Set of tasks |
1. In the page on serving Executors, how is a shared Executor launched?
2. Write what comes next in the page on serving Executors, picking up after its last line.

Source passage |
⟨

Serve#

Executors can be served and accessed over the network using gRPC or HTTP protocols, allowing you to use them to create services for tasks like model inference, data processing, generative AI, and search services.

There are different options for deploying and running a standalone Executor:

  • Run the Executor directly from Python with the Deployment class

  • Run the to_kubernetes_yaml() method to generate Kubernetes deployment configuration files from an instance of Deployment

  • Run the static to_docker_compose_yaml() method to generate a Docker Compose service file

See also

Executors can also be combined to form a pipeline of microservices. We will see in a later step how to achieve this with the Flow

Served vs. shared Executor

In Jina there are two ways of running standalone Executors: Served Executors and shared Executors.

  • A served Executor is launched by one of the following methods: Deployment, to_kubernetes_yaml(), or to_docker_compose_yaml(). It resides behind a Gateway and can be directly accessed by a Client. It can also be used as part of a Flow.

  • A shared Executor is launched using the Jina CLI and does not sit behind a Gateway. It is intended to be used in one or more Flows. However, it can be also accessed by a Client. Because a shared Executor does not reside behind a Gateway, it requires fewer networking hops when used inside of a Flow. However, it is not suitable for exposing a standalone service without gRPC protocol.

In any case, the user needs to make sure that the Document types bound to each endpoint are compatible inside a Flow.

Serve directly#

An Executor can be served using the Deployment class.

The Deployment class aims to separate the deployment configuration from the serving logic. In other words:

  • the Executor cares about defining the logic to serve, which endpoints to define and what data to accept.

  • the Deployment layer cares about how to orchestrate this service, how many replicas or shards, etc.

⟩

Supplied material |
⟨

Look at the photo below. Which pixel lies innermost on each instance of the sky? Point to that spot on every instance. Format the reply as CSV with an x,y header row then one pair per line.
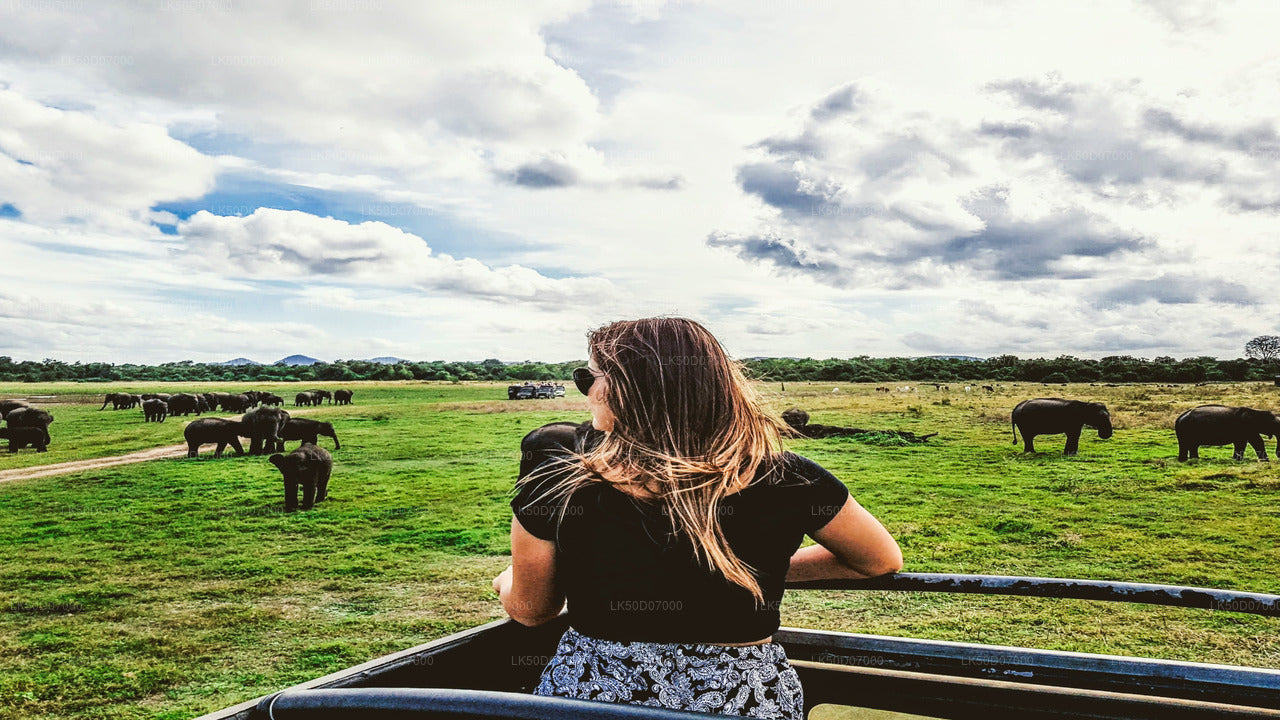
x,y
202,180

⟩

Task-by-task outputs |
1. A shared Executor is launched using the Jina CLI.

2.
This separation also aims to enhance the reusability of Executors: the same implementation of an Executor can be served in multiple ways/configurations using Deployment.

from docarray import DocList
from docarray.documents import TextDoc
from jina import Executor, requests, Deployment


class MyExec(Executor):
    @requests
    def foo(self, docs: DocList[TextDoc], **kwargs) -> DocList[TextDoc]:
        docs[0].text = 'executed MyExec'  # custom logic goes here


with Deployment(uses=MyExec, port=12345, replicas=2) as dep:
    docs = dep.post(on='/foo', inputs=DocList[TextDoc](TextDoc()), return_type=DocList[TextDoc])
    print(docs.text)

executor.yaml:

jtype: MyExec
py_modules:
    - executor.py
from jina import Deployment

with Deployment(uses='executor.yaml', port=12345, replicas=2) as dep:
    docs = dep.post(on='/foo', inputs=DocList[TextDoc](TextDoc()), return_type=DocList[TextDoc])
    print(docs.text)
from jina import Deployment

with Deployment(uses='jinaai://my-username/MyExec/', port=12345, replicas=2) as dep:
    docs = dep.post(on='/foo', inputs=DocList[TextDoc](TextDoc()), return_type=DocList[TextDoc])
    print(docs.text)
from jina import Deployment

with Deployment(uses='docker://my-executor-image', port=12345, replicas=2) as dep:
    docs = dep.post(on='/foo', inputs=DocList[TextDoc](TextDoc()), return_type=DocList[TextDoc])
    print(docs.text)
─────────────────────── 🎉 Deployment is ready to serve! ───────────────────────
╭────────────── 🔗 Endpoint ────────────────╮
│  ⛓     Protocol                    GRPC  │
│  🏠       Local           0.0.0.0:12345   │
│  🔒     Private     192.168.3.147:12345   │
│  🌍      Public    87.191.159.105:12345   │
╰───────────────────────────────────────────╯
['executed MyExec']

Hint

You can use dep.block() to serve forever:

with Deployment(uses=MyExec, port=12345, replicas=2) as dep:
    dep.block()

Serve from the CLI#

You can run an Executor from CLI. In this case, the Executor occupies one process. The lifetime of the Executor is the lifetime of the process.

From a local Executor python class#

jina executor --uses MyExec --py-modules executor.py

From a local Executor YAML configuration#

With executor.py containing the definition of MyExec, now creating a new file called my-exec.yml:

jtype: MyExec
py_modules:
  - executor.py

This simply points Jina to our file and Executor class. Now we can run the command:

jina executor --uses my-exec.yml --port 12345

From Executor Hub#

In this example, we use CLIPTextEncoder to create embeddings for our Documents.

jina executor --uses jinaai+docker://jina-ai/CLIPTextEncoder
jina executor --uses jinaai://jina-ai/CLIPTextEncoder

This might take a few seconds, but in the end you should be greeted with the following message:

WorkerRuntime@ 1[L]: Executor CLIPTextEncoder started

Just like that, our Executor is up and running.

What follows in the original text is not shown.